PROBLÈMES À RÉSOUDRE:
1 - Traduisez en anglais cette phrase de la lettre : « Jamais vous n'avez été plus vif, plus puissant, plus éloquent. »
2 - Répondez à ces questions d'après la lettre :
(a) De quelle ville la lettre est-elle datée ?
(b) La brochure de qui fut immédiatement saisie, et de quelle date était-elle ?
(c) Quel journal a traduit l'école du Correspondant ?
3 - D'après la lettre, pourquoi son auteur se dit-il flatté d'avoir reçu l'Itinéraire ? Répondez en une à trois phrases.

***** TEXTE

CECI n'est pas EXECUTE 14 décembre 1864

Année 1864 |

14 décembre 1864

Théophile Foisset à Alfred de Falloux

Dijon, 14 décembre 1864

Monsieur,

 

J'avais demandé l’Itinéraire1 et Douniol2 me l'a envoyé. J'apprends que c'est par votre ordre et j'en suis plus flatté que je ne voudrais le dire.

Jamais vous n'avez été plus vif, plus puissant, plus éloquent. Aussi avez-vous triomphé de l’éloignement si profond qu'on a pour nous à Rome. L’Osservatore3 nous a traduit et le Saint-Père4 aurait dit : « la vérité est loi ».

Il est remarquable que dans cette capitale question de la dépendance temporelle du Saint-Siège, l'école du Correspondant a toujours été la première sur la brèche : en 1859, dans la personne de l'évêque d'Orléans et de M. de Montalembert (dont la brochure du 25 octobre fut immédiatement saisie) ; et toujours ainsi jusqu'en 1864, où la convention du 4 septembre vous a remontré si alerte et si énergique pour la combattre. Puisse la persévérance d'un tel dévouement éclairer et détruire les aveugles qui pressent le souverain pontife de lancer les foudres sur nous ! Je sais qu'ils souhaitent la promulgation d'une encyclique ad hoc et qu'ils n'ont point perdu leur espoir de l'obtenir.

**********
***** SEGMENT DE DONNÉES

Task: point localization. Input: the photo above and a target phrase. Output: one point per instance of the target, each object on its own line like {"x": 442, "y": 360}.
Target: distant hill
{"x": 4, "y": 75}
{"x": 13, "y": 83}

**********

RÉSULTATS FINAUX:
1 - Never have you been more lively, more powerful, more eloquent.

2 -
(a) De Dijon.
(b) Celle de M. de Montalembert, du 25 octobre.
(c) L'Osservatore.

3 - Il apprend que Douniol lui a envoyé l'ouvrage sur l'ordre de son correspondant. Il s'en dit plus flatté qu'il ne voudrait le dire.